**Objective:**
Could you write out the records below exactly as they appear?

* * *

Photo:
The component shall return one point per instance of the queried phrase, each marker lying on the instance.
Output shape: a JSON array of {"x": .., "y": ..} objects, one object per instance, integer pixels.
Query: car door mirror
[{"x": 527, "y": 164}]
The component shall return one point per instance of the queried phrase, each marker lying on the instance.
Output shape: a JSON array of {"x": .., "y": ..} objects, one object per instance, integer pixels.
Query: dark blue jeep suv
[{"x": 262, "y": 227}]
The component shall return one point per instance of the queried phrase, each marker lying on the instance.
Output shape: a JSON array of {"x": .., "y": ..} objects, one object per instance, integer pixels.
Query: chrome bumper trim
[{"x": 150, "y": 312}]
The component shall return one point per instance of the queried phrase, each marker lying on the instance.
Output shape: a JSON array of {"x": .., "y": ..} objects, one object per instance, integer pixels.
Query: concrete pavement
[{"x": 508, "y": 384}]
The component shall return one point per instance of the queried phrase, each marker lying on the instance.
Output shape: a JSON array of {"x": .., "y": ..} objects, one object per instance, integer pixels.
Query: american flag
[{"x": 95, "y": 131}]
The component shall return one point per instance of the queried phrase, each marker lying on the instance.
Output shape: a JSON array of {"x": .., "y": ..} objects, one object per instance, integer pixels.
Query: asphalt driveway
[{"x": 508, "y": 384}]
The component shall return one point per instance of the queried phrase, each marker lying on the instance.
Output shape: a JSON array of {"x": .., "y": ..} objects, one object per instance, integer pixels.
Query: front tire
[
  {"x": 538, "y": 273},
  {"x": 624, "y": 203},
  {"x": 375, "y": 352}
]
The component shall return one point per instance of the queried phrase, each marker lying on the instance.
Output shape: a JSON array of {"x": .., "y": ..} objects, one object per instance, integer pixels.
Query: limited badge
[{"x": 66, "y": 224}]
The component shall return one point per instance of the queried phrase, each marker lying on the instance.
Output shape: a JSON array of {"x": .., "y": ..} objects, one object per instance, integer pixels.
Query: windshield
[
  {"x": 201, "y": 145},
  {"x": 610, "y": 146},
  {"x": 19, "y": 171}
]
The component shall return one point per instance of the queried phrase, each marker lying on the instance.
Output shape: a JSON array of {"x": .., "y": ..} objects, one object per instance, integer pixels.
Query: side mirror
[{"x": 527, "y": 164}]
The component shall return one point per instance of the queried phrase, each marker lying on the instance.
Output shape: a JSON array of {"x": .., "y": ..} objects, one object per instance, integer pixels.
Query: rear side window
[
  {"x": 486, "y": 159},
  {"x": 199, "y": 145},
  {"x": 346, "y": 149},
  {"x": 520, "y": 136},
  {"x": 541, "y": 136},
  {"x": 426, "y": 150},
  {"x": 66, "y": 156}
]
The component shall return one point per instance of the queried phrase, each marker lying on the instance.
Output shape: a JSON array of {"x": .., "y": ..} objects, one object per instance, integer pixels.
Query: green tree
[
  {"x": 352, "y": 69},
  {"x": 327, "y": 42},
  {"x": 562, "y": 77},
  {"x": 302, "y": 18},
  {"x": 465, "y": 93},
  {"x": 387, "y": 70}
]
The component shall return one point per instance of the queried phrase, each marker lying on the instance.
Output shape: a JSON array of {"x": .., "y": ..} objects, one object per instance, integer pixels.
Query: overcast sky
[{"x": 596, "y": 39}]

* * *

**Solution below:**
Photo:
The component shall return one point per instance of the queried phrase, each marker lying on the instance.
Output shape: a JSON array of {"x": .., "y": ..} objects, one object per instance, integer pixels.
Query: car door mirror
[{"x": 527, "y": 164}]
The component shall return one point per instance of the queried phrase, each marker lying on the instance.
Output shape: a JSON array of {"x": .., "y": ..} objects, one object per instance, integer pixels.
Query: dark blue jeep suv
[{"x": 262, "y": 227}]
The component shall return one point per instance of the queried phrase, each marker lying on the instance.
Output shape: a JSON array of {"x": .., "y": ..} objects, one object per instance, integer pixels.
Query: chrome bumper trim
[{"x": 150, "y": 312}]
The component shall return one point per instance of the queried phrase, each marker lying on the instance.
Output shape: a JSON array of {"x": .., "y": ..} objects, one object per instance, integer pixels.
Query: concrete pavement
[{"x": 508, "y": 384}]
The component shall return one point per instance of the queried phrase, each marker lying on the instance.
Output shape: a JSON array of {"x": .., "y": ..} objects, one object per instance, integer pixels.
Query: american flag
[{"x": 95, "y": 131}]
The component shall return one point per instance of the queried phrase, each marker lying on the instance.
Output shape: a JSON array of {"x": .., "y": ..} objects, one object per instance, integer pixels.
Query: asphalt driveway
[{"x": 508, "y": 384}]
The component shall return one point per instance of the queried phrase, each marker lying on the instance.
Output shape: a JSON array of {"x": .., "y": ..} objects, one object per instance, integer pixels.
Query: front tire
[
  {"x": 538, "y": 273},
  {"x": 624, "y": 203},
  {"x": 375, "y": 352}
]
The component shall return one point per instance of the queried phrase, each marker lying on the instance.
Output shape: a JSON array of {"x": .., "y": ..} objects, one object per instance, integer pixels.
Query: limited badge
[{"x": 66, "y": 224}]
The component shall return one point per instance of the queried phrase, each marker lying on the instance.
Output shape: a JSON array of {"x": .., "y": ..} objects, one object per instance, integer pixels.
Query: windshield
[
  {"x": 201, "y": 145},
  {"x": 610, "y": 146},
  {"x": 19, "y": 171}
]
The component shall return one point per instance of the queried phrase, each marker lying on the instance.
Output shape: a JSON array of {"x": .., "y": ..} objects, one object per instance, integer pixels.
Query: side mirror
[{"x": 527, "y": 164}]
The component shall return one point per instance of the queried phrase, each marker lying on the instance.
Output shape: a JSON array of {"x": .., "y": ..} objects, one object per instance, integer pixels.
Query: rear side window
[
  {"x": 486, "y": 159},
  {"x": 199, "y": 145},
  {"x": 346, "y": 149},
  {"x": 520, "y": 136},
  {"x": 541, "y": 136},
  {"x": 426, "y": 150},
  {"x": 66, "y": 156}
]
The component shall return one point per instance of the queried phrase, each marker lying on the instance.
Output shape: a JSON array of {"x": .., "y": ..} objects, one object per instance, integer pixels.
Query: green tree
[
  {"x": 352, "y": 69},
  {"x": 327, "y": 42},
  {"x": 562, "y": 77},
  {"x": 302, "y": 18},
  {"x": 465, "y": 93},
  {"x": 387, "y": 70}
]
The component shall return one point per instance of the queried phrase, each marker lying on the instance.
Output shape: a JSON array of {"x": .., "y": ..} objects, one object per instance, integer pixels.
Query: overcast sky
[{"x": 596, "y": 39}]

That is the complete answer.